= REQUIREMENT 1 =
Reproduce the listing verbatim, covering the stretch from the line containing "paved walkway -> box" through the end of the listing.

* BEGIN PAGE EXTRACT *

On December 28, 2021, the Company and Meadowbrook Run LLC (“Meadowbrook Run”), a wholly-owned subsidiary of the Company, entered into the Third Amendment (the “Third Amendment to the Meadowbrook Run Facility”) to the Loan and Servicing Agreement, dated November 22, 2019, by and among Meadowbrook Run, as borrower, the Company (as successor by merger to FS Investment Corporation II), as servicer and equityholder, Morgan Stanley Senior Funding, Inc., as administrative agent, each of the lenders from time to time party thereto, the other agents parties thereto, and Wells Fargo Bank, National Association, as collateral agent and collateral custodian.

The Third Amendment to the Meadowbrook Run Facility, among other things, decreased the interest rate to, during the revolving period, 2.05% per annum, and after the revolving period, 2.55% per annum, in each case, plus Term SOFR (or the relevant reference rate for any foreign currency borrowings).

The foregoing description of the Third Amendment to the Meadowbrook Run Facility does not purport to be complete and is qualified in its entirety by reference to the full text of the Third Amendment to the Meadowbrook Run Facility attached hereto as Exhibit 10.4.

 

Item 2.03.

Creation of a Direct Financial Obligation or an Obligation under an Off-Balance Sheet Arrangement of a Registrant

The information set forth under Item 1.01 of this current report on Form 8-K is hereby incorporated in this Item 2.03 by reference.

 

Item 9.01.

Financial Statements and Exhibits

(d) Exhibits.

 

Exhibit
No.

  

Description

10.1    First Amendment to Loan and Security Agreement, dated December 28, 2021, by and among Ambler Funding LLC, Ally Bank and Wells Fargo Bank, National Association.

* END PAGE EXTRACT *

= REQUIREMENT 2 =
Answer these questions about the Meadowbrook Run loan amendment text:
(a) What is the date of the Loan and Servicing Agreement?
(b) During the revolving period, what interest rate did the Third Amendment set?
(c) As which exhibit is the full text of the Third Amendment attached?

* BEGIN PROVIDED ENTRIES *

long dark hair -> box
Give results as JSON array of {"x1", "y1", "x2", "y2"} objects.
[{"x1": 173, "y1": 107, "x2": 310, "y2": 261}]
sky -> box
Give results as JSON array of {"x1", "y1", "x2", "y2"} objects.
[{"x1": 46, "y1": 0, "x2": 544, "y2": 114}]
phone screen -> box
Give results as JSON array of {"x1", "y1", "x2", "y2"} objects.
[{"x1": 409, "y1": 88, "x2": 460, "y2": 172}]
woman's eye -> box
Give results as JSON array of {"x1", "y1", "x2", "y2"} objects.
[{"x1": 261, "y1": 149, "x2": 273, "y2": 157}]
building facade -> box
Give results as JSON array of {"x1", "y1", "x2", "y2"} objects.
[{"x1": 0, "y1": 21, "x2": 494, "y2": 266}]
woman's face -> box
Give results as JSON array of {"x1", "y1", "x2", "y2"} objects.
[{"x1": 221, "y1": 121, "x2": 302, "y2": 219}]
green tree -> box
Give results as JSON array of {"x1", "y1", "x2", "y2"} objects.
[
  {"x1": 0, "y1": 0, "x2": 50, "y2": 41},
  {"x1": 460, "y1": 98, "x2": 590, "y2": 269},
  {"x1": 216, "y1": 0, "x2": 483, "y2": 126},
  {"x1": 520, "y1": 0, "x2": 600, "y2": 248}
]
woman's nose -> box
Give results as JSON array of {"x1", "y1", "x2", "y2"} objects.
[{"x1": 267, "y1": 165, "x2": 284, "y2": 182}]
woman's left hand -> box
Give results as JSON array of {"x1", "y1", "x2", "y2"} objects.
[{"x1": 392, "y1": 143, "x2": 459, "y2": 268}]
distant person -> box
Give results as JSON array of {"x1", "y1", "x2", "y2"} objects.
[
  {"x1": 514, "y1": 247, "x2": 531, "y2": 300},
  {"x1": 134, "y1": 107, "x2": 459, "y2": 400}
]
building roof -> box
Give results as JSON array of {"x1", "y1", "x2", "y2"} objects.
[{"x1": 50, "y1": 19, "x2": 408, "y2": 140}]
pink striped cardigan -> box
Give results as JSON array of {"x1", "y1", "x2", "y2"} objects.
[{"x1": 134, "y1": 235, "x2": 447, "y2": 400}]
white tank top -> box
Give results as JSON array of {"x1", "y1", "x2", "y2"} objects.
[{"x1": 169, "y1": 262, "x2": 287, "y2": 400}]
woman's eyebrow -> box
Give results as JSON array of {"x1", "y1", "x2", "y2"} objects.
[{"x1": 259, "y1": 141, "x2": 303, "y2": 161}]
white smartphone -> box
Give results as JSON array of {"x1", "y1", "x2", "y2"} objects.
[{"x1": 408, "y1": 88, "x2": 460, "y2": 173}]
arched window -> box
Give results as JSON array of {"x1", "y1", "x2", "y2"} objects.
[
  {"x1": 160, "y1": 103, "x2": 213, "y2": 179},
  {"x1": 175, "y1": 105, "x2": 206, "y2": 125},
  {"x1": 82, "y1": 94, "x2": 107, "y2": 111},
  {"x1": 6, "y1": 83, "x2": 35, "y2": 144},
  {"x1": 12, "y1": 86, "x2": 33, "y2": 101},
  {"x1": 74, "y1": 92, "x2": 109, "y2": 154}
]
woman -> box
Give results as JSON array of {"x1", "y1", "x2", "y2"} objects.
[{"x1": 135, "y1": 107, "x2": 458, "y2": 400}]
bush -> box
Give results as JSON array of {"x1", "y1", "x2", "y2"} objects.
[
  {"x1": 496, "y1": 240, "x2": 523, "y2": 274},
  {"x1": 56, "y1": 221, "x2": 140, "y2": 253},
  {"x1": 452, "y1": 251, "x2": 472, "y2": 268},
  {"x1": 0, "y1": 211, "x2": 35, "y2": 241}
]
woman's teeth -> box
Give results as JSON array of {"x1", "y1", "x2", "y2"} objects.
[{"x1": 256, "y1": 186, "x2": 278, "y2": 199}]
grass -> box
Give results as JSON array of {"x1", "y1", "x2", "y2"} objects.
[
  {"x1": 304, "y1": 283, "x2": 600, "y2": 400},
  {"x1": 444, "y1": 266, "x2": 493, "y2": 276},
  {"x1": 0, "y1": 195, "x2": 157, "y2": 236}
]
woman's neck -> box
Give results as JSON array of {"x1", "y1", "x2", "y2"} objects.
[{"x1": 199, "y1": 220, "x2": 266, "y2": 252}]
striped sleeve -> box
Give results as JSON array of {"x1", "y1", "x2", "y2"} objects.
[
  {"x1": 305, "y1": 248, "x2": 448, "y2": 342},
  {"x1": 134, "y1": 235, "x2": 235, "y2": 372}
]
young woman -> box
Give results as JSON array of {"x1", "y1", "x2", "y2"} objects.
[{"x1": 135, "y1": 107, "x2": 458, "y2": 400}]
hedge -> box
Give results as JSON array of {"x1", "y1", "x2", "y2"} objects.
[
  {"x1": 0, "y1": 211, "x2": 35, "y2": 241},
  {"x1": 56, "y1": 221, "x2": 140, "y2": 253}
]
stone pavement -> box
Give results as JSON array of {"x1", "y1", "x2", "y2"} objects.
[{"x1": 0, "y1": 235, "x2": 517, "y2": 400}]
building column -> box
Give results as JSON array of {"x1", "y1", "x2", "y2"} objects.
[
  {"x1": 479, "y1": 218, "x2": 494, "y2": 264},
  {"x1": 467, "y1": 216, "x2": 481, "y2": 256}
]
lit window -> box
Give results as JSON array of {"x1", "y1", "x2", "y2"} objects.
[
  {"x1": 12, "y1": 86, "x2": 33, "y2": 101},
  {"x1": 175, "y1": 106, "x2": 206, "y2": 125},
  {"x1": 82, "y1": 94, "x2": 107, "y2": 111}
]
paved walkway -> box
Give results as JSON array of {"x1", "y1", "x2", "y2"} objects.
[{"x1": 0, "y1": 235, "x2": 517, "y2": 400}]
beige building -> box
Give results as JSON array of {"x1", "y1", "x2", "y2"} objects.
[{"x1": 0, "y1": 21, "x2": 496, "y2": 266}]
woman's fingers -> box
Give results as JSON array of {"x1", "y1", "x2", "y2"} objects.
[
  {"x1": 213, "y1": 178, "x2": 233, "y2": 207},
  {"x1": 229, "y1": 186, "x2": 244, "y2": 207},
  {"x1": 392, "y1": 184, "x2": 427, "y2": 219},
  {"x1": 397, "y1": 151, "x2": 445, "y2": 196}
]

* END PROVIDED ENTRIES *

= TASK RESULT 1 =
paved walkway -> box
Give results as JSON array of {"x1", "y1", "x2", "y2"} objects.
[{"x1": 0, "y1": 235, "x2": 517, "y2": 400}]
beige building -> box
Give results as JSON array of {"x1", "y1", "x2", "y2"} objects.
[{"x1": 0, "y1": 21, "x2": 496, "y2": 266}]
woman's fingers -> box
Give results as JSON array of {"x1", "y1", "x2", "y2"} objects.
[
  {"x1": 213, "y1": 178, "x2": 233, "y2": 207},
  {"x1": 229, "y1": 186, "x2": 244, "y2": 207},
  {"x1": 392, "y1": 184, "x2": 427, "y2": 219},
  {"x1": 397, "y1": 151, "x2": 445, "y2": 196}
]

= TASK RESULT 2 =
(a) November 22, 2019
(b) 2.05% per annum, plus Term SOFR (or the relevant reference rate for any foreign currency borrowings)
(c) Exhibit 10.4